Can you copy the rows below word for word, starting at the line that contains "Reviewer note: check that each instance of the elderly" and ending with the last line of the rows?

[Image location labeling rows]
══════════════════════════════
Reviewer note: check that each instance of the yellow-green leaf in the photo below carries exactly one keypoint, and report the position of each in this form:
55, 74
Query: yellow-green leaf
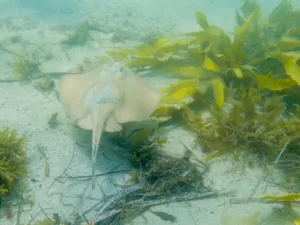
164, 112
218, 92
288, 43
274, 84
180, 85
186, 71
182, 96
209, 64
239, 40
291, 65
202, 20
238, 72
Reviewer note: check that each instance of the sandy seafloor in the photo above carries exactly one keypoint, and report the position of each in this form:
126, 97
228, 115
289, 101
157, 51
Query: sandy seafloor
26, 109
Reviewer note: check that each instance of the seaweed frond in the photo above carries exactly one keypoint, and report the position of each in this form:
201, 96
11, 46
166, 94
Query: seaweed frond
80, 35
12, 159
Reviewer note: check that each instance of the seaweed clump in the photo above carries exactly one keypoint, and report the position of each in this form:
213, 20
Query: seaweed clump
157, 179
24, 68
79, 37
264, 53
12, 159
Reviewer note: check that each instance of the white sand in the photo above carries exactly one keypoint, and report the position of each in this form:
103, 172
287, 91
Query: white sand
27, 110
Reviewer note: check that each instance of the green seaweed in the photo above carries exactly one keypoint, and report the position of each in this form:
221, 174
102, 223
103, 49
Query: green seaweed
12, 159
79, 37
45, 84
24, 68
263, 53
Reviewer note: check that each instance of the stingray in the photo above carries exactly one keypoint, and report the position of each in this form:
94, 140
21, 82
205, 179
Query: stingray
104, 100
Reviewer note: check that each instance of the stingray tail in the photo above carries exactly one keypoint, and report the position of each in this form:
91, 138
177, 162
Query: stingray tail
97, 131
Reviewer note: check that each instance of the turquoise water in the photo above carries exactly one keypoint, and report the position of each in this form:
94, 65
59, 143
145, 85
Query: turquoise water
38, 48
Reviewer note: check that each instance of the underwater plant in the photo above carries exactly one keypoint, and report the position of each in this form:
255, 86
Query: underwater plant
12, 159
209, 60
79, 37
252, 123
45, 84
24, 68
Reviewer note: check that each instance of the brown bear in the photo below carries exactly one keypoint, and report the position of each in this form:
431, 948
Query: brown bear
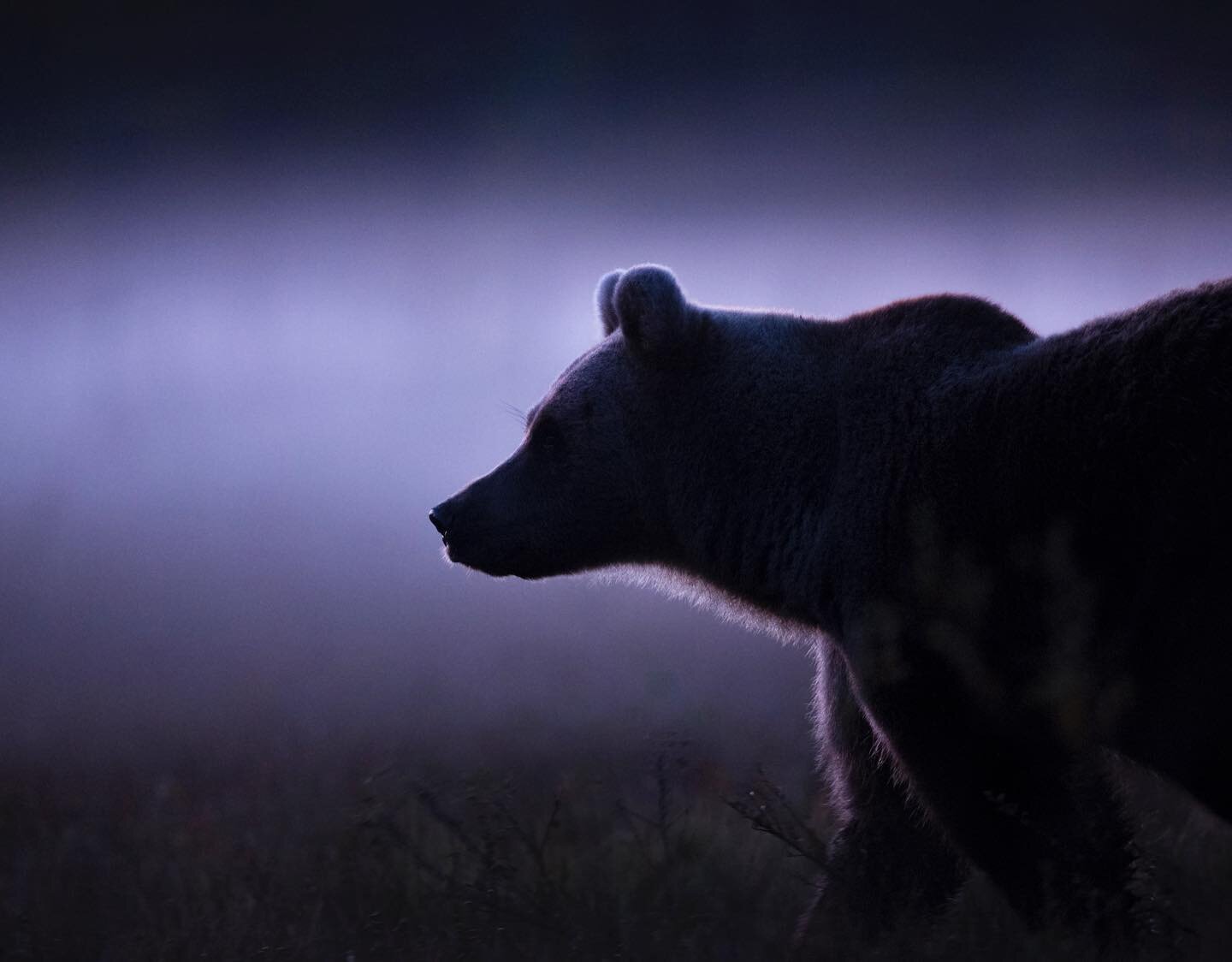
1010, 553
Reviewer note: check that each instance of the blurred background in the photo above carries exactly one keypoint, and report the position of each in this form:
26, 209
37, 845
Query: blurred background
274, 281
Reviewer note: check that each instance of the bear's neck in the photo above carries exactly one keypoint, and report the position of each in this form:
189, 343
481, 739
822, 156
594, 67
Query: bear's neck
749, 515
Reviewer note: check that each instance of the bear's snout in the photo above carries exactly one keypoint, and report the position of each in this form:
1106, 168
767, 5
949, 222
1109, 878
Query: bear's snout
441, 516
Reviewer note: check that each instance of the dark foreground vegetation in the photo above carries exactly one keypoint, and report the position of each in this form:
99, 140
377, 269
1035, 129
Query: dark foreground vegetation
658, 852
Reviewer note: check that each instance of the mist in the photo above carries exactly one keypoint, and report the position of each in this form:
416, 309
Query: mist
231, 389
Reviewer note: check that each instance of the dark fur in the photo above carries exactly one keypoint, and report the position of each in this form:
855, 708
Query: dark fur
1010, 552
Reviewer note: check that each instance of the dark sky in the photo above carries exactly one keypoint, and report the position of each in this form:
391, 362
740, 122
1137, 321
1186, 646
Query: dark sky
270, 281
136, 76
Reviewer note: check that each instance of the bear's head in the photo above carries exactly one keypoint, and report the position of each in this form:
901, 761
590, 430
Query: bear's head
585, 488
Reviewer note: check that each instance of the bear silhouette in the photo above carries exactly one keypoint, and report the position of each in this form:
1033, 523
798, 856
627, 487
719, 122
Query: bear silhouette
1010, 553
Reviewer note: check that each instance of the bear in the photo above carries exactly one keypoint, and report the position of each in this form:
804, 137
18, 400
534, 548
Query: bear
1010, 555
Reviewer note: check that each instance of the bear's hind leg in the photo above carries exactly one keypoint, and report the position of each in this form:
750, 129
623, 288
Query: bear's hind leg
1044, 823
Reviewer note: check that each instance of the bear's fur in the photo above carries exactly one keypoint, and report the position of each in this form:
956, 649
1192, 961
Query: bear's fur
1010, 553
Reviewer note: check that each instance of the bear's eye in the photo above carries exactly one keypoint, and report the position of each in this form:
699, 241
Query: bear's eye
548, 436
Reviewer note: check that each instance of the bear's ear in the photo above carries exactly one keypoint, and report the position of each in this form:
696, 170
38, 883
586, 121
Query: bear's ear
605, 303
652, 311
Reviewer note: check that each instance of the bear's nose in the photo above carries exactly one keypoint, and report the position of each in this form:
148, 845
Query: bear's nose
439, 516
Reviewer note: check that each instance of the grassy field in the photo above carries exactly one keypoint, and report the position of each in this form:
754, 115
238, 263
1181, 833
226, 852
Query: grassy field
274, 852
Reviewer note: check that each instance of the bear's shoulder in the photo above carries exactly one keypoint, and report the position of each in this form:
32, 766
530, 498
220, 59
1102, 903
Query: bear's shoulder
941, 327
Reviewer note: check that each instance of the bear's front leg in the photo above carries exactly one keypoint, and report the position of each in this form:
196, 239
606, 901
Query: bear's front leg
887, 865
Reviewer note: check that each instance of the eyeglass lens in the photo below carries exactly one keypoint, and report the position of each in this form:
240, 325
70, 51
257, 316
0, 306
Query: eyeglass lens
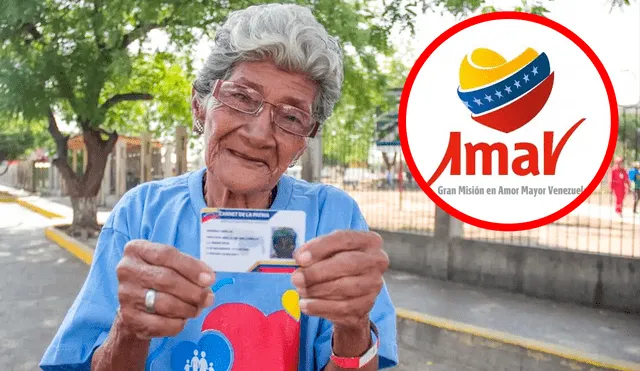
248, 100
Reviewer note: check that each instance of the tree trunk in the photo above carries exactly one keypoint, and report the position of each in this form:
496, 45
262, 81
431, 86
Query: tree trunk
83, 189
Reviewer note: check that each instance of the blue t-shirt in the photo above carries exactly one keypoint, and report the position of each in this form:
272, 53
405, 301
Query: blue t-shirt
634, 176
248, 327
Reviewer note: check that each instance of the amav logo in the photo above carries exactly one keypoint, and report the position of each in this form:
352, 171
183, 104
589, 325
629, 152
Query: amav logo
527, 135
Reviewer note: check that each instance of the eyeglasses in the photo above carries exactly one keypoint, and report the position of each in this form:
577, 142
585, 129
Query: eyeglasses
247, 100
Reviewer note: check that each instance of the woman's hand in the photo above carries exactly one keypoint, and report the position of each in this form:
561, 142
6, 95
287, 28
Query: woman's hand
182, 284
340, 277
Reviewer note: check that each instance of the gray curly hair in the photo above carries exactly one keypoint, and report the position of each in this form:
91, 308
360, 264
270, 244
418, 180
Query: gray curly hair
289, 35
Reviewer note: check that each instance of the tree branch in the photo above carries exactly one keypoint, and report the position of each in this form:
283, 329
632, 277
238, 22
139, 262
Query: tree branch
124, 97
139, 31
111, 141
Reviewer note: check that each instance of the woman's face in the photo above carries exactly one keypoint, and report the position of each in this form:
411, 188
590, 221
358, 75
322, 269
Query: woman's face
249, 153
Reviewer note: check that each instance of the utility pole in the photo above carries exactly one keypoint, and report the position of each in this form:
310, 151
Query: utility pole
311, 160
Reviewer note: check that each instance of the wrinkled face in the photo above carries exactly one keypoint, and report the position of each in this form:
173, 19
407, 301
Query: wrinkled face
249, 153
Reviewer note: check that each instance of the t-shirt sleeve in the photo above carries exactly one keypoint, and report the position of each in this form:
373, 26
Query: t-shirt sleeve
383, 314
88, 321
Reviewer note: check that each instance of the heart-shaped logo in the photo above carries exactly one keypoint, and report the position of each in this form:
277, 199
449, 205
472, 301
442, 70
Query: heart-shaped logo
258, 342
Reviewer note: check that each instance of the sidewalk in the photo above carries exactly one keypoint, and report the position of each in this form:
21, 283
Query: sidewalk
594, 332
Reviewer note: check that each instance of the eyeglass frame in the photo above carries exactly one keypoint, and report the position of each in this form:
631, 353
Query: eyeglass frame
216, 84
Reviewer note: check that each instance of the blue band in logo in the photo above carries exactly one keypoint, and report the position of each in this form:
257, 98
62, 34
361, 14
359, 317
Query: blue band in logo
507, 90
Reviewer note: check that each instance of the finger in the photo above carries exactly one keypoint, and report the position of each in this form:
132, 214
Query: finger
147, 326
163, 279
338, 310
343, 264
343, 288
166, 305
321, 248
192, 269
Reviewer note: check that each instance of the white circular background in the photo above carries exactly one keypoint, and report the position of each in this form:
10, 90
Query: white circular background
434, 110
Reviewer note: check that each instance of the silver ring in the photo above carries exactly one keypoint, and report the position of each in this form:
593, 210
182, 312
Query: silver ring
150, 301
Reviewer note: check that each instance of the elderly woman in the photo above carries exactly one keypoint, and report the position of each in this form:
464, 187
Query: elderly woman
273, 76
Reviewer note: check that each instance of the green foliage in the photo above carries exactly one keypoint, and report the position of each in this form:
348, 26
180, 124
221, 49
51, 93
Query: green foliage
76, 56
628, 145
20, 136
══════════════════════════════
Answer to the problem>
Reviewer note: check that each instance of the elderly woman in the photo above carries exactly one keypoint, and report the position of each in this form:
464, 187
Query: elderly woman
273, 76
Reviewer note: check that each instance of the green foliage in the photo above carries exactly one keypoint, and report the position of each in this form:
348, 26
180, 124
221, 49
51, 93
Query: green foliage
76, 56
628, 145
20, 136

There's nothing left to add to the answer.